Source data:
================
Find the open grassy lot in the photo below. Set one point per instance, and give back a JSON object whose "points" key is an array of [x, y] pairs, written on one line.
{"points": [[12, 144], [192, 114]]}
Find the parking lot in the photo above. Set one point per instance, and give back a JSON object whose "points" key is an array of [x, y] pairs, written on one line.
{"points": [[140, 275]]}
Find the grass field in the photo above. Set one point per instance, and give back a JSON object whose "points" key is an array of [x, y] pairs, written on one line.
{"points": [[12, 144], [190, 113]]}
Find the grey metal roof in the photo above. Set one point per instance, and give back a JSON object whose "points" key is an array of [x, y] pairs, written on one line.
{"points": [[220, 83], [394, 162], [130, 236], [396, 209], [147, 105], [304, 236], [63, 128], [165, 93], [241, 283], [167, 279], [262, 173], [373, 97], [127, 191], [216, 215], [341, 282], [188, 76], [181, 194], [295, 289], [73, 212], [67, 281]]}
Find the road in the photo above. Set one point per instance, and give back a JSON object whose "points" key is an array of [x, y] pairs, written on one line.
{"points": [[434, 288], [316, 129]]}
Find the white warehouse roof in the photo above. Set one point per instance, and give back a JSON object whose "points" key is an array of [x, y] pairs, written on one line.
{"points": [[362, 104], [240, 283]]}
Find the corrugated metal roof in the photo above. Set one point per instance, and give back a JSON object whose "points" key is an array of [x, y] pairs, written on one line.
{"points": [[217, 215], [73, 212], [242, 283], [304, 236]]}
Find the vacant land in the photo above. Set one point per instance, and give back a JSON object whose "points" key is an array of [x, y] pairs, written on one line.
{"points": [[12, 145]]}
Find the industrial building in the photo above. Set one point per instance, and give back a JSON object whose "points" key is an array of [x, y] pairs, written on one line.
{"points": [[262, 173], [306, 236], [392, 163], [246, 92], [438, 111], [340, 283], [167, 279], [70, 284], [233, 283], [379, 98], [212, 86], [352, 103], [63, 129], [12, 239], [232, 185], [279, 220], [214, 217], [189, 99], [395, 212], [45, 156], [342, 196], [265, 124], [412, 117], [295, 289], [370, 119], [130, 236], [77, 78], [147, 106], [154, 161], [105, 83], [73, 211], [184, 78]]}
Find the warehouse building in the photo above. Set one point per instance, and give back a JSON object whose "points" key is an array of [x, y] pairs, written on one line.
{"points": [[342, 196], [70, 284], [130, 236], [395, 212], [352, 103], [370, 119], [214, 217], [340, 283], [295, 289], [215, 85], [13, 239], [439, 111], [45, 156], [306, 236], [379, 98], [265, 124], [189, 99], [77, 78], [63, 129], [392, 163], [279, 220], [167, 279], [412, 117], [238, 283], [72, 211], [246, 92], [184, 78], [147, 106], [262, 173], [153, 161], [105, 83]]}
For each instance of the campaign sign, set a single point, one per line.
================
Directions for this task: Output every record exactly as written, with nothing dropped.

Task output:
Find the open grassy lot in the photo below. Set one point per instance, and give back a JSON object whose "points" key is an array of [x, y] pairs, written on one line.
{"points": [[12, 144], [192, 114]]}
Find the parking lot in the photo above. Set one point per instance, and give back a JSON object whose "points" key is an array of [x, y] pairs, written on one line.
{"points": [[140, 275]]}
Find the grass field in the photo above. Set one point per instance, and give back a JSON object whose "points" key is an array of [x, y] pairs, written on one line.
{"points": [[12, 144], [190, 113]]}
Find the grey metal roof in the photo above. Set one point per instance, and give back a JSON object whose "points" key is an array of [x, y] pairs, written on one line.
{"points": [[220, 83], [394, 162], [130, 236], [396, 209], [147, 105], [304, 236], [63, 128], [165, 93], [241, 283], [167, 279], [262, 173], [373, 97], [127, 191], [216, 215], [341, 282], [188, 76], [181, 194], [295, 289], [73, 212], [67, 281]]}
Find the road in the photo above. Set one point per instance, and give back a JSON object whose "points" key is an array of [x, y] pairs, written on one line.
{"points": [[434, 288], [316, 129]]}
Find the white warehouse roof in the photo above. Set one point per instance, and give back a JSON object whose "points" key is an array of [x, y] pairs, written on one line.
{"points": [[362, 104], [240, 283]]}
Find the corrugated metal roof in the photo above. Set one point per instance, and give back a JSON object whose "points" key is an array of [x, y] pairs, written on one line.
{"points": [[217, 215], [73, 212], [242, 283], [304, 236]]}
Find the vacant land in the photo above. Set one point per instance, and give back a JSON object whose "points" key is an array of [x, y] pairs, written on one line.
{"points": [[12, 145]]}
Find the industrial building in the photo above. Set one point per instance, and give back a JSON object whose "points" key is an array of [x, y] pairs, written on one line.
{"points": [[262, 173], [306, 236], [392, 163], [246, 92], [438, 111], [340, 283], [167, 279], [70, 284], [233, 283], [379, 98], [212, 86], [352, 103], [63, 129], [12, 239], [232, 185], [279, 220], [214, 217], [189, 99], [395, 212], [45, 156], [342, 196], [265, 124], [412, 117], [295, 289], [370, 119], [130, 236], [77, 78], [147, 106], [154, 161], [105, 83], [73, 211], [184, 78]]}
Find the warehouse building in the photo above. Set one point per instance, and give back a JSON object whose "points" key is an array of [x, y] pairs, written on one line.
{"points": [[342, 196], [70, 284], [130, 236], [395, 212], [352, 103], [370, 119], [214, 217], [340, 283], [295, 289], [215, 85], [13, 239], [439, 111], [45, 156], [306, 236], [379, 98], [265, 124], [189, 99], [77, 78], [63, 129], [392, 163], [279, 220], [167, 279], [412, 117], [238, 283], [72, 211], [246, 92], [184, 78], [147, 106], [262, 173], [153, 161], [105, 83]]}
For each instance of the campaign sign, set a single point, one per line.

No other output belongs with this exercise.